- _Text to read_:
_____

Looping Functions with ggplot2

Working with a large number of samples and many variables can be especially challenging.  In our research, we typically have a few thousand variables (identified molecular formulas from mass spectra) for just a few samples.  But recently, we stepped up our game and started working with a dataset that had 42 samples and close to 6000 variables.

To review the data for quality assurance, we use a combination of qualitative and quantitative measures.  The qualitative assessment is best done by plotting the data a few different ways and then reviewing them for inconsistencies.  Often the inconsistencies are incorrectly assigned molecular formulas.  So to proceed, we first filter the data to remove formulas that are chemically unreasonable (e.g, hydrogen-to-carbon ratios  < 0.3 are highly unlikely).  However there are other molecular formulas that are within the chemical boundaries, but are quite dissimilar from the others. So, to find those, we have to manually review the data.  This requires preparing 3 different plots (a reconstructed mass spectra of the assigned molecular formula masses, an elemental ratio plot (aka a van Krevelen diagram), and a Kendrick plot.  This is a daunting task with 42 samples, so it’s at this point that you ask yourself, “Do I really have to copy and paste the same lines of code over and over again editing them each time to make these plots?”

Luckily the answer is “No”.  As I recently discovered a very good model solution by Kevin Davenport on the r-bloggers website.  I was immediately intrigued by this even though, I’m still a newbie with R and I’m not crazy about writing loops.  Loops are often unnecessary in R, thanks in large part to the Apply family of functions. Regardless, the blog post by Kevin Davenport for automatically generating histograms was written sufficiently clear to be adapted here relatively easily.  Below I describe the procedure with specific details that apply to our ultrahigh resolution mass spectrometry application.

The first step was to realize that the looping function requires input from a data frame that contains the sample data to be plotted without unnecessary columns.  To prepare my data frame, I used the select() function from dplyr.  My new data frame is called ML_MS, which stands for Master List for Mass Spectra.  This is a subset of ML (Master List with all of the aligned formulas and formula details).  To plot the mass spectra, I need the exact mass of the molecular formulas (theor_mass) for the x-axis and the relative abundance of the ions that were observed in each of the samples.  The relative abundance values are stored for each of the observations, which are labeled S0625a through S0728a. Note here that often molecular formulas are uniquely observed in a few observations, so each of the observations has many NA values.

_____

- _Source material_:
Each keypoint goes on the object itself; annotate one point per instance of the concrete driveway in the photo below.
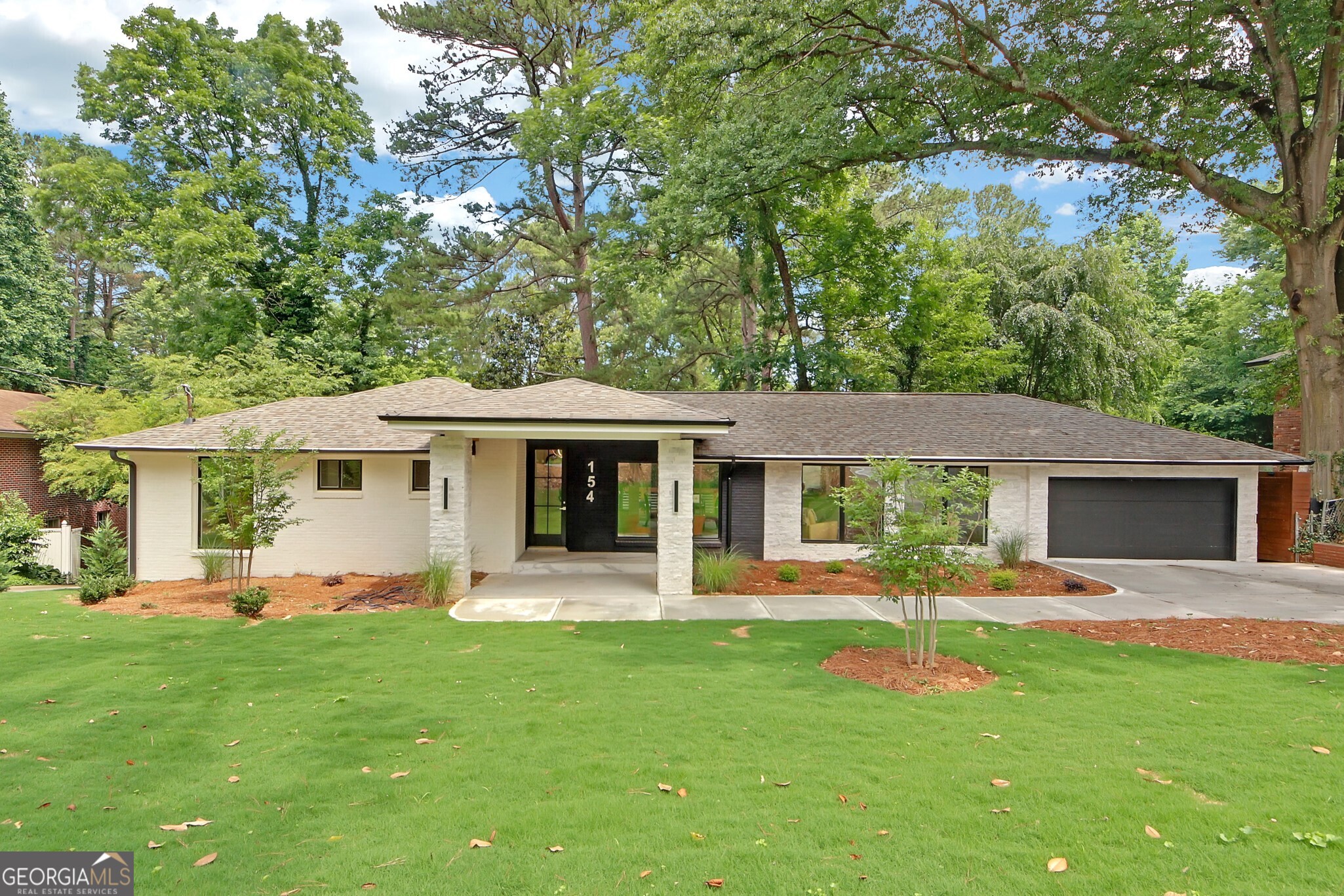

_____

- _Exercise requirements_:
(1) In the post on looping functions with ggplot2, write out the stretch from "Working with a large" through "to 6000 variables." again, substituting "features" for "variables".
(2) Answer these questions using the post on looping functions with ggplot2:
(a) How many samples and roughly how many variables did the recent dataset contain?
(b) What does the name ML_MS stand for?
(c) Which dplyr function was used to prepare the data frame?
(3) Write the next part of the post on looping functions with ggplot2, continuing from its last sentence.

- _Outputs by task_:
(1)
Working with a large number of samples and many features can be especially challenging.  In our research, we typically have a few thousand features (identified molecular formulas from mass spectra) for just a few samples.  But recently, we stepped up our game and started working with a dataset that had 42 samples and close to 6000 features.

(2)
(a) It had 42 samples and close to 6000 variables.
(b) Master List for Mass Spectra.
(c) The select() function.

(3)
.
ML_MS <- select(ML, theor_mass, group, S0625a:S0728a)
.
The next step is to write the looping function.  I decided to call my function plotMassSpectra().  The function is defined to take in X data (where X represents the data frame to be assigned when applying the function in the last step) and ignore NA values.  Then a vector list nm is created with the names of the columns from the data frame X, using the names() function.  Then a for loop is used to iterate over all of the columns in the list nm, using the seq_along() function.  The next step is to write the ggplot instructions and assign them to a temporary object (called plots).  Notice that I used the aes_string() function rather than aes().  This means that you must place your variable names in quotes (in this case, “theor_mass” and “group”).  The whole key to making this work is using the list nm to iterate over each of the samples.  In this case, my y-axis information is the relative abundances stored in the individual columns of ML_MS.  Thus, the y-axis is assigned to nm[i].  Note for plotting mass spectra, we need to assign the starting and end values (e.g., where y = 0 and yend = RA).  Finally, you will want to write a save() function to save the plot to the directory.  One additional step that I found to be especially helpful was to insert nm[i] into the plot tittle and the plot file name.  In this way, there is a clear record of what data were plotted in each of the graphs.
.
plotMassSpectra <- function(X, na.rm = TRUE, ...) {
  nm <- names(X)
  for (i in seq_along(nm)) {
    plots <-ggplot(X, aes_string(x = "theor_mass", xend = "theor_mass", y = 0, yend = nm[i])) + geom_segment(aes_string(color = "group")) +
      labs(x = "m/z", y = "Relative Abundance", title = paste("Reconstructed Mass Spectra", nm[i], "- QA1", sep = " "))
    ggsave(plots, filename = paste("MS_", nm[i], ".jpg", sep=""))
  }
}
.
Now to execute the function on the prepared data frame, call the new function.
.
plotMassSpectra(ML_MS)
.
MS_S0625a

An example of the output from the plotMassSpectra function.

.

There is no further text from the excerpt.